Please reproduce, exactly and with nothing else, every line from the one containing "For every instance" through the last line of the records below.

### THE INPUT

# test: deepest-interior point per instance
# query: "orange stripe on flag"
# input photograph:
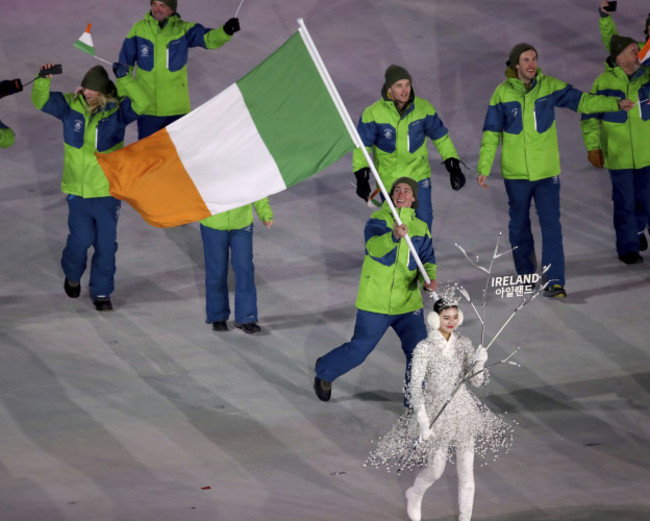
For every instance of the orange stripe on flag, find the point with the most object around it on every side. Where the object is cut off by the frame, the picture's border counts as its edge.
(644, 53)
(152, 178)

######

TASK SOLUTION:
For every instance of the orange stripe on flag, find the point with the most object around it on every side. Where the object is cut off by the frame, the picture's border counts as its edge.
(644, 53)
(152, 178)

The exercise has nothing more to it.